A survey of health system CFOs identifies major pain points, including lower reimbursement rates, more denials, and high labor costs.

Hospitals and health systems are operating on razor-thin margins as reimbursement rates and denials create financial woes, a new survey indicates.

The survey conducted by the Healthcare Financial Management Association (HFMA) and Eliciting Insights polled over 130 health system CFOs to identify major pain points and 2026 budget and labor predictions.

About 84 percent of health system CFOs cited lower reimbursement rates from payers as the top cause of low operational margins.

Additionally, 82 percent of CFOs said payer denials have increased significantly compared to pre-pandemic levels, as financial leaders also cited the administrative burden placed on providers by payers as a major health system margin struggle.

The latest hospital financial performance data from Kaufman Hall shows that the monthly operating margin index in January was 5.1 percent, falling from 5.5 percent the previous month. January’s margin index is higher than in the first month of 2022 and 2021 as hospital financial performance starts to approach pre-pandemic levels. However, hospitals and health systems are still on the road to recovery after historic dips during and in the immediate aftermath of the COVID-19 pandemic.

Health systems, like most other provider organizations, continue to feel the pressure from high labor costs. An overwhelming majority — 96 percent — of health systems CFOs said in the survey that higher labor costs were the biggest driver of margin pressure. Nearly all respondents indicated that nursing was the main driver of labor shortages, although lab technicians, radiology technicians, and other roles are also facing shortages.

Researchers said most health systems are implementing traditional cost reduction methods, such as reducing labor costs, optimizing supply chain, and postponing technology implementations, to overcome margin pressures.

Approximately 40 percent of health system CFOs said their organizations are cutting down on capital lease and real estate investments, while 32 percent are decreasing less profitable services and 26 percent are considering outsourcing revenue cycle roles.

In the last year, many provider organizations have turned to revenue cycle outsourcing to minimize costs and maximize productivity amid labor shortages. Outsourcing has also been a solution for confusing payer requirements and processes that some revenue cycle staff say lead to additional work, denials, and A/R days.

About 61 percent of health systems CFOs also said they are planning to or considering dropping Medicare Advantage payers to reduce the administrative burden payers place on providers. Already, 19 percent of CFOs have discontinued at least one Medicare Advantage plan.

But researchers say it is not enough in the current economic environment. Health systems need to increase revenue to improve margins, they suggested in the survey report.

“Recovering from the pandemic, we have seen a slight overall improvement in average operating margins over the past three years,” Todd Nelson FHFMA, MBA, HFMA chief partnership executive, said in a statement. “However, this study validates that there are many health systems still struggling to find a positive margin. While health plans are modestly increasing reimbursement, they are also ratcheting up prior authorization requirements and denials, which raises the overall cost to collect for health systems.”

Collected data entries
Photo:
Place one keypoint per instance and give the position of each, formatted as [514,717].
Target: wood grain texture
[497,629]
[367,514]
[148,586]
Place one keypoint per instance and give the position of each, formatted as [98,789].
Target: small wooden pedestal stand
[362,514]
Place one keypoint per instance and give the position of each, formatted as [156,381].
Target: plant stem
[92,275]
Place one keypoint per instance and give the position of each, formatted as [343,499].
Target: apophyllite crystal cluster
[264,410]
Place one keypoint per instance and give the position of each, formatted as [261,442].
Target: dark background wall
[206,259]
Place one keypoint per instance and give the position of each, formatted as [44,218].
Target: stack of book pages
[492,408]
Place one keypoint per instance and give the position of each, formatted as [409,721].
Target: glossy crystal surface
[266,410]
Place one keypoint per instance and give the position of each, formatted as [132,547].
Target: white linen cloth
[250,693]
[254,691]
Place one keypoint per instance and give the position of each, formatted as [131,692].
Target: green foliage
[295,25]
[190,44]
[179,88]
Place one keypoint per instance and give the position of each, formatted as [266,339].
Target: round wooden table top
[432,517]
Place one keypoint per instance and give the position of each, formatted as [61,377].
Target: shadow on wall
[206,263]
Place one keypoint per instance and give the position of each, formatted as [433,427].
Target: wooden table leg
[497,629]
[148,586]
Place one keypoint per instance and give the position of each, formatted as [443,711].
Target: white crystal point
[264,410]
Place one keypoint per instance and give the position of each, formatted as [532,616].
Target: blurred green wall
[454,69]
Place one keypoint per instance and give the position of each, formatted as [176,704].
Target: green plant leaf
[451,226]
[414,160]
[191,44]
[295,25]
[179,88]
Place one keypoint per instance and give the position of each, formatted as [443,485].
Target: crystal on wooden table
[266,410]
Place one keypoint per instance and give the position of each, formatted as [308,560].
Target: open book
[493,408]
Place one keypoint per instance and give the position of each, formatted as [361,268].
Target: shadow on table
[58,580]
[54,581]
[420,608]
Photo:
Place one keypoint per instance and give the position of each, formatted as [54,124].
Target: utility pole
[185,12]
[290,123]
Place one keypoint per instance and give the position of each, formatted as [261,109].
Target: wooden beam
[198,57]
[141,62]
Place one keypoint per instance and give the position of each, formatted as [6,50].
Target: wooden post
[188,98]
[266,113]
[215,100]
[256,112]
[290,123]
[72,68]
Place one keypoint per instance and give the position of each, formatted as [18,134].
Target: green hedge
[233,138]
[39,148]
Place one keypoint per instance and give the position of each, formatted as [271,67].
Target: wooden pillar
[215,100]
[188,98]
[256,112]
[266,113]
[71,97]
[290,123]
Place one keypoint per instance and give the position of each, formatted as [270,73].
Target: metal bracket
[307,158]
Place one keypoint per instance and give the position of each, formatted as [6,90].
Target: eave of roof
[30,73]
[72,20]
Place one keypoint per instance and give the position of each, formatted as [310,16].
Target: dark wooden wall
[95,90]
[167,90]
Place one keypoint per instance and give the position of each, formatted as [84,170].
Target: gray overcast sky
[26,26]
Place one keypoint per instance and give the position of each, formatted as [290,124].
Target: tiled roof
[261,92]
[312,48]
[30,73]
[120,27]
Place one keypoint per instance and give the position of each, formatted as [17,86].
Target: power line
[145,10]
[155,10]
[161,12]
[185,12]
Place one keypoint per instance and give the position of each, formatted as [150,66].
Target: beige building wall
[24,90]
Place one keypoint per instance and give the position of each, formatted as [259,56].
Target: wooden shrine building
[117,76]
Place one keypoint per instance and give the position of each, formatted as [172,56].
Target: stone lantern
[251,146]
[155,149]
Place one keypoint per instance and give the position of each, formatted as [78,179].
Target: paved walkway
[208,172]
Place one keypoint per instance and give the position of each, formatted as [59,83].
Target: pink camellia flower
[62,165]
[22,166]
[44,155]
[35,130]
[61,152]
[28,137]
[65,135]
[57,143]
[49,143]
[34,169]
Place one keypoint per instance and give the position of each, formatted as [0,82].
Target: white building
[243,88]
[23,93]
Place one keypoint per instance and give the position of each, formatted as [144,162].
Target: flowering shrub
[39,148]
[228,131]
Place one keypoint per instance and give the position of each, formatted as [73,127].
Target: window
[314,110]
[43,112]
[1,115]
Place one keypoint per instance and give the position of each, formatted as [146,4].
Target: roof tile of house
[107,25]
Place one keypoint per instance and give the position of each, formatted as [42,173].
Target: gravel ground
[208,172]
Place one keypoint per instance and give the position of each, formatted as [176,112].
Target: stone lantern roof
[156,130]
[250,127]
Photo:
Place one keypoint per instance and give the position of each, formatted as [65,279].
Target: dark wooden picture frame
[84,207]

▶ _Task prompt_
Answer these questions using the article on hospital margins.
1. What share of health system CFOs named lower reimbursement rates from payers as the top cause of low operational margins?
2. According to Kaufman Hall, what was the monthly operating margin index in January?
3. What percentage of CFOs have already discontinued at least one Medicare Advantage plan?

▶ _Output_
1. About 84 percent.
2. 5.1 percent.
3. 19 percent.